-- INFORMATION PROVIDED start --
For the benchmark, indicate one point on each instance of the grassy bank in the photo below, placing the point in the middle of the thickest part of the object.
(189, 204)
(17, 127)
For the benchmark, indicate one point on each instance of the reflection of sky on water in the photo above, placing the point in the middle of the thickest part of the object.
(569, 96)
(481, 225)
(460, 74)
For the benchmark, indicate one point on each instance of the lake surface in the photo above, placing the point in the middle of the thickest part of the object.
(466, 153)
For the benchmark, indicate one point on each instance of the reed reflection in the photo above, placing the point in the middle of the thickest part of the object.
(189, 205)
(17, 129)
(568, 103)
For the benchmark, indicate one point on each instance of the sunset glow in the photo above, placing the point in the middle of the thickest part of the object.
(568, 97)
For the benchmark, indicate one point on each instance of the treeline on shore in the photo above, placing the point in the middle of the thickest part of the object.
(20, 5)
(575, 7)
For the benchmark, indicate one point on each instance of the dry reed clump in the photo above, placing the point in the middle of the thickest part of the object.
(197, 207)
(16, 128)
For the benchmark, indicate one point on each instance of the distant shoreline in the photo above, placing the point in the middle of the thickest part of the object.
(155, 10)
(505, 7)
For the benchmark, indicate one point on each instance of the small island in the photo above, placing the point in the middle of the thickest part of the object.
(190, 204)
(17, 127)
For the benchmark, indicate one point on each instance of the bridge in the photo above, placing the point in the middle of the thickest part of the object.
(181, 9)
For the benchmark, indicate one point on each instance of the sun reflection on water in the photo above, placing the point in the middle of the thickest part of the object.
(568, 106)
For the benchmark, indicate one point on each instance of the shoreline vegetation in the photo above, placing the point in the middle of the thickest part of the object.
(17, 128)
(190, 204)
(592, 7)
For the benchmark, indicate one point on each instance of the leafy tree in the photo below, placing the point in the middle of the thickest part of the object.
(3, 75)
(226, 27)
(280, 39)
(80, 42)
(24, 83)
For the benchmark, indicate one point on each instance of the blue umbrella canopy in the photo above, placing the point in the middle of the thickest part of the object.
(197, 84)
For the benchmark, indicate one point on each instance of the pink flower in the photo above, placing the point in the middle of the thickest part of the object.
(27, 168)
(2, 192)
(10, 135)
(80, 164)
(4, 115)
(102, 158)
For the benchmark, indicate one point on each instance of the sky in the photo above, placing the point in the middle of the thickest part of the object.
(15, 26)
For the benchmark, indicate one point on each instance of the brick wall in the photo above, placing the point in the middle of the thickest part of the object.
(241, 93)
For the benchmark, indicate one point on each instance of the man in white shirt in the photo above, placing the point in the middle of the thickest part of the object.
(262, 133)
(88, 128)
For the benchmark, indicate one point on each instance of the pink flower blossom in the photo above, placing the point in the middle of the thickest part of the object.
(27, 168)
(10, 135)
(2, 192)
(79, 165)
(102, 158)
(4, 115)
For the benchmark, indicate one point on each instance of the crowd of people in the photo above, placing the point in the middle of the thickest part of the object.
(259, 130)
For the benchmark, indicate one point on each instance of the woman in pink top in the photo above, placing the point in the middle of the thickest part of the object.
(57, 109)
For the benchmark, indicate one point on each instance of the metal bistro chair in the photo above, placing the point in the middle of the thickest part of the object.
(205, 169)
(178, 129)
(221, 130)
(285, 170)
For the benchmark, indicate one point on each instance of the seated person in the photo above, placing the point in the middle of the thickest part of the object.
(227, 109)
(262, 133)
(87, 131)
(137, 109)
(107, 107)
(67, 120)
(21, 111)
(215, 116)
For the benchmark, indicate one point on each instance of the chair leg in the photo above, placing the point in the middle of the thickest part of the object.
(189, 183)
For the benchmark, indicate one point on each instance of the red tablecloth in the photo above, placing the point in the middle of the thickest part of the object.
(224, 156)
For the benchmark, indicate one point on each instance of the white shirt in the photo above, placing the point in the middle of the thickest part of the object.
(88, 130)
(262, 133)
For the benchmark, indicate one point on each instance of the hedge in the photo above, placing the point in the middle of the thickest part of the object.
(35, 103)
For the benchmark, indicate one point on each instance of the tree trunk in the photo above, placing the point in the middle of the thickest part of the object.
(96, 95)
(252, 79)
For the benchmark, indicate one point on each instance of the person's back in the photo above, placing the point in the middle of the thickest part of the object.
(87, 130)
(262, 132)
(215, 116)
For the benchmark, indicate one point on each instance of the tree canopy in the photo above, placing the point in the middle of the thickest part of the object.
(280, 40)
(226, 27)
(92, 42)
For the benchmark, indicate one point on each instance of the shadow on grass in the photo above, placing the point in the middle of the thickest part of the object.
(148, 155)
-- INFORMATION PROVIDED end --
## TASK DIRECTIONS
Copy out the data shown above without altering anything.

## RESPONSE TO THIS EXERCISE
For the benchmark, indicate one point on each instance of the grassy bank in the photo below, placing the point in the middle of the thickest part of the object.
(189, 204)
(17, 127)
For the benchmark, indicate one point on each instance of the reflection of sky on water in the photo above, placing the point in the middle of the thickest part of the object.
(569, 96)
(481, 225)
(460, 74)
For the benchmark, indicate one point on each instance of the lake surface in the photo above, placing the point in the middle of the thickest part of the object.
(466, 153)
For the benchmark, indicate one point on each instance of the reed reflection in the photo above, placing the point in the middle of the thickest part of the object.
(189, 205)
(17, 129)
(568, 103)
For the benchmark, indicate one point on each instance of the sunset glow in the photo above, placing the point in the middle of the thickest part of the object.
(568, 97)
For the benchmark, indicate one point on each instance of the treeline on shore in the photo above, placing the point in the middle of the thickest part of the object.
(20, 5)
(575, 7)
For the benchmark, indicate one point on each instance of the dry reed clump in the photo above, placing the point in the middle of the thickest part of the object.
(197, 207)
(16, 128)
For the benchmark, indicate one point on each instance of the distant shoreline in the photo above, placing the point in the middle of the thickest part of the object.
(155, 10)
(505, 7)
For the benchmark, indicate one point on each instance of the small island in the photo above, placing the point in the middle of the thickest part of the object.
(190, 204)
(17, 127)
For the benchmark, indicate one point on each instance of the bridge in the photo above, placing the point in the middle of the thickest part of the object.
(181, 9)
For the benchmark, indicate one point on each instance of the sun reflection on water in the photo above, placing the point in the middle of the thickest part of the object.
(568, 106)
For the benchmark, indicate one point on each instance of the shoreline vegetation in the photo above, placing the point in the middle of the thickest part of the object.
(17, 128)
(190, 204)
(592, 7)
For the benchmark, indicate one point on each instance of the leafy tree in the photo below, placing the point in the middle of the thickest part of the object.
(3, 75)
(226, 27)
(280, 39)
(80, 42)
(24, 83)
For the benchmark, indicate one point on each instance of the blue umbrella canopy in the photo above, placing the point in the middle of the thickest part of the object.
(197, 84)
For the benchmark, indicate one point on each instance of the pink flower in the photo above, placing the point in the middle of the thickest part of the object.
(27, 168)
(2, 192)
(10, 135)
(80, 164)
(4, 115)
(102, 158)
For the benchmark, indicate one point on each instance of the sky in the photo above, placing the point in the middle of the thickest part of the object.
(15, 26)
For the benchmark, indicate one point on each instance of the brick wall in the photo above, placing the point in the middle of the thickest part of the object.
(241, 93)
For the benchmark, indicate one point on each instance of the man in white shirt in the photo above, placing the point in the middle of the thickest part of the object.
(262, 133)
(88, 128)
For the benchmark, indicate one point on each instance of the pink flower blossom in the photo above, placing the point in the middle of the thickest part of the object.
(27, 168)
(10, 135)
(2, 192)
(79, 165)
(102, 158)
(4, 115)
For the benchmark, indicate one point on each instance of the crowd of people in the photo above, placing the point in the middle of the thickest part of the object.
(259, 130)
For the benchmark, indicate one point on each instance of the woman in pink top in the photo above, placing the point in the middle of the thickest part of the object.
(57, 109)
For the benchmark, indicate one point on each instance of the metal bistro chair in the photo above, placing the point in the middle of the thickest part of the object.
(205, 169)
(178, 129)
(221, 130)
(285, 170)
For the benchmark, indicate one point on each instance of the seated person in the photo above, placing the point in the middle of the thickest part of the object.
(227, 109)
(262, 133)
(87, 131)
(137, 109)
(107, 107)
(67, 120)
(21, 111)
(215, 116)
For the benchmark, indicate one point on each instance of the chair leg in the photo above, placing the point in the middle of the thickest part of the object.
(189, 183)
For the benchmark, indicate one point on each instance of the red tablecloth in the photo above, placing the point in the middle of the thickest part of the object.
(224, 156)
For the benchmark, indicate one point on each instance of the white shirt in the photo above, placing the point in the middle of the thickest part of the object.
(88, 130)
(262, 133)
For the benchmark, indicate one point on each instance of the hedge in the photo above, placing the point in the middle of the thickest part of the object.
(35, 103)
For the benchmark, indicate one point on each instance of the tree trunk in the photo above, placing the point in the middle of the thickest part of the object.
(96, 95)
(252, 79)
For the benchmark, indicate one point on each instance of the person's back in the photo above, placing the point in the middle of the thickest part of the object.
(87, 130)
(262, 132)
(215, 116)
For the benchmark, indicate one point on each instance of the tree canopy in the photo above, placing the point in the middle of the thickest part of the object.
(280, 40)
(226, 27)
(92, 42)
For the benchmark, indicate one point on each instance of the shadow on grass in the photo above, placing the point in the middle of the thickest part of the object.
(148, 155)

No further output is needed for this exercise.